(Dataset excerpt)
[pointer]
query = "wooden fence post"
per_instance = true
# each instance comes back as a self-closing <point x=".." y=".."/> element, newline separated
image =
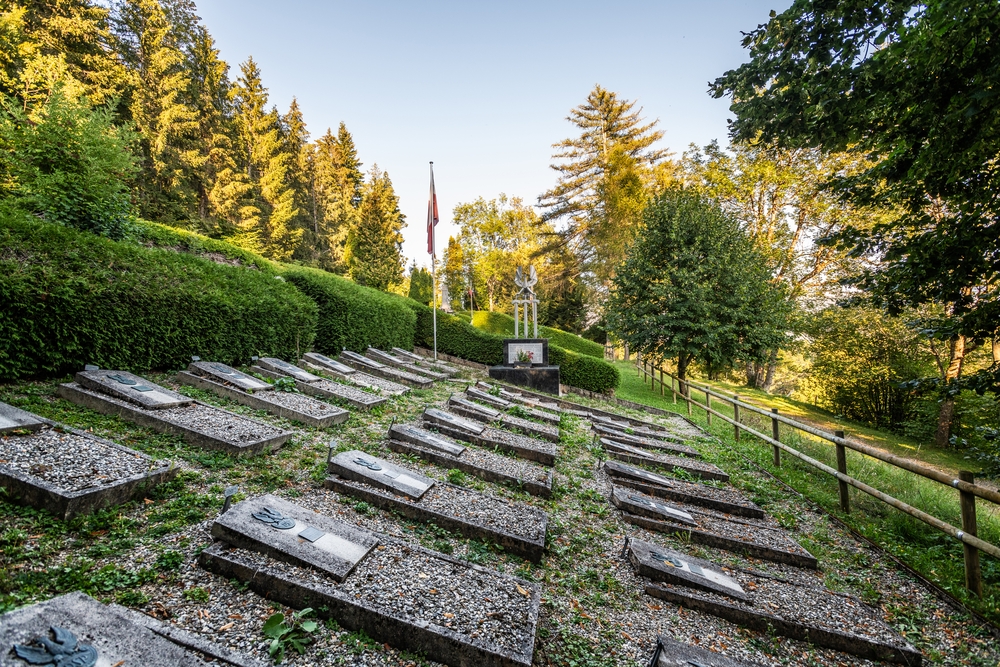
<point x="774" y="435"/>
<point x="736" y="417"/>
<point x="845" y="494"/>
<point x="973" y="572"/>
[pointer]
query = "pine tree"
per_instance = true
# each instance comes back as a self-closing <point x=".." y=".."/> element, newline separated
<point x="374" y="244"/>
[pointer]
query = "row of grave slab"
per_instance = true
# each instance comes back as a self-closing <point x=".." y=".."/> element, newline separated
<point x="294" y="555"/>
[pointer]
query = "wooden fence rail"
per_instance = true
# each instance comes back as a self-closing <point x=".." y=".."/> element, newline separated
<point x="965" y="484"/>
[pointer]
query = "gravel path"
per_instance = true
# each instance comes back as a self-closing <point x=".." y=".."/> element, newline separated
<point x="71" y="462"/>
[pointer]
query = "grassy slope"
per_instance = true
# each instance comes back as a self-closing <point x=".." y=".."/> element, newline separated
<point x="936" y="556"/>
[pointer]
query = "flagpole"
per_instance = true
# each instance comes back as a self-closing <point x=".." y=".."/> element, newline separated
<point x="434" y="267"/>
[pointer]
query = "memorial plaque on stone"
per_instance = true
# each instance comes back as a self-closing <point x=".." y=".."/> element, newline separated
<point x="361" y="467"/>
<point x="424" y="438"/>
<point x="661" y="564"/>
<point x="291" y="370"/>
<point x="326" y="362"/>
<point x="75" y="630"/>
<point x="15" y="419"/>
<point x="294" y="534"/>
<point x="227" y="374"/>
<point x="132" y="388"/>
<point x="434" y="415"/>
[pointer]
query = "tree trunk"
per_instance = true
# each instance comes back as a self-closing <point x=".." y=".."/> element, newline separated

TASK TO CARRY OUT >>
Restate each entry word for word, please, but drop any images it holds.

FINISHED TASK >>
[pointer]
query = "wooden fence post"
per_instance = true
# each instance comes back as a self-closing <point x=".." y=".."/> element, newline separated
image =
<point x="774" y="435"/>
<point x="736" y="417"/>
<point x="845" y="494"/>
<point x="973" y="572"/>
[pointer]
query = "pine tree"
per_instance = true
# each instance comes back as a self-closing <point x=".." y=".."/> element, newline separated
<point x="374" y="244"/>
[pointer]
query = "row of grave slab"
per_instance = true
# each instance comes back as a self-closing <point x=".." y=".."/> element, newline separated
<point x="294" y="555"/>
[pointer]
query = "wooden fence rail"
per_instance = true
# each instance comes back as a self-closing <point x=".." y=".."/> element, newline separated
<point x="965" y="484"/>
[pointer]
query = "gravel path"
per_instance = true
# each instance comes back as a self-closing <point x=".." y=".."/> element, newline separated
<point x="71" y="462"/>
[pointer]
query = "grassy slope"
per_instance = true
# each instance comes back as a self-closing <point x=".." y=".."/> element, newline separated
<point x="936" y="556"/>
[pointer]
query = "flagpole"
per_instance = true
# each instance comes back as a self-closing <point x=".." y=".."/> element, newline separated
<point x="434" y="267"/>
[pointer]
query = "memorial plaque on stone"
per_instance = true
# each instance comes back as a self-closing <point x=".." y=".."/> element, newline separated
<point x="361" y="467"/>
<point x="424" y="438"/>
<point x="661" y="564"/>
<point x="291" y="370"/>
<point x="326" y="362"/>
<point x="75" y="630"/>
<point x="15" y="419"/>
<point x="294" y="534"/>
<point x="227" y="374"/>
<point x="132" y="388"/>
<point x="434" y="415"/>
[pointer]
query = "tree trunk"
per_instance = true
# each instance comes back as a self-closing <point x=".." y=".."/> element, newline separated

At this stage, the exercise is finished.